Task goal :: How many lines in the entries below contain the string 'single', matching case exactly? Reply with the number only.

Given records ::

● ● ● ● ● ● ●

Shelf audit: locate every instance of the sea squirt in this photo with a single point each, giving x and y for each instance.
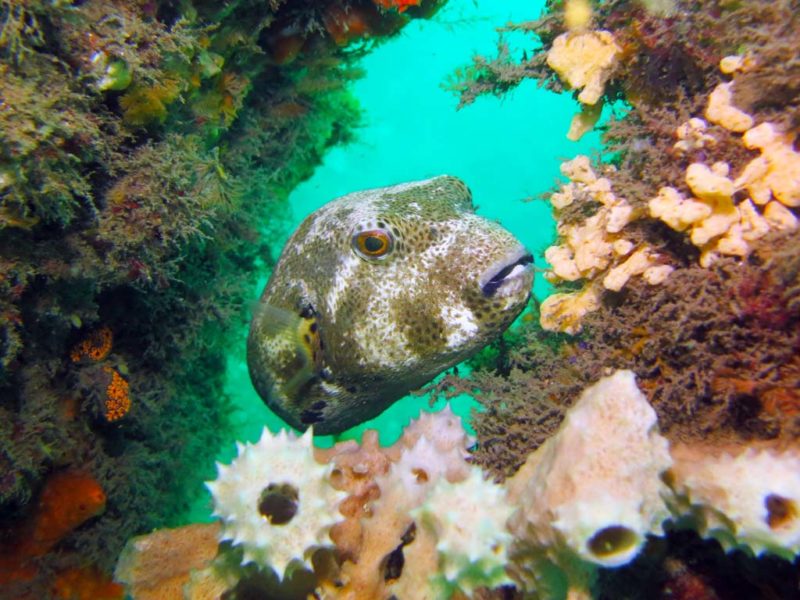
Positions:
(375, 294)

● ● ● ● ● ● ●

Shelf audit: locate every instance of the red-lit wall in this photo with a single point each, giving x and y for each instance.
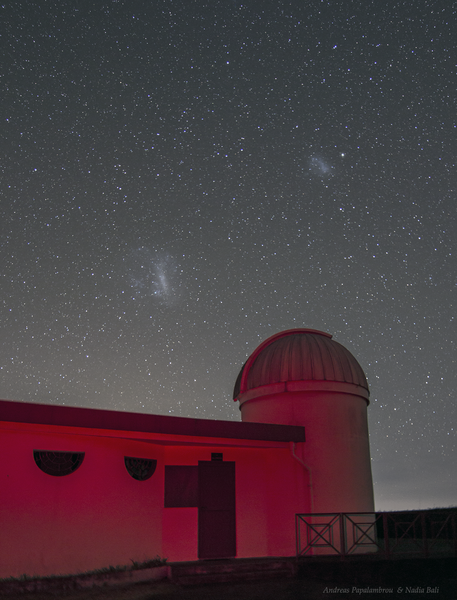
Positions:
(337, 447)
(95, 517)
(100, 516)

● ● ● ● ● ● ●

Exercise response :: 2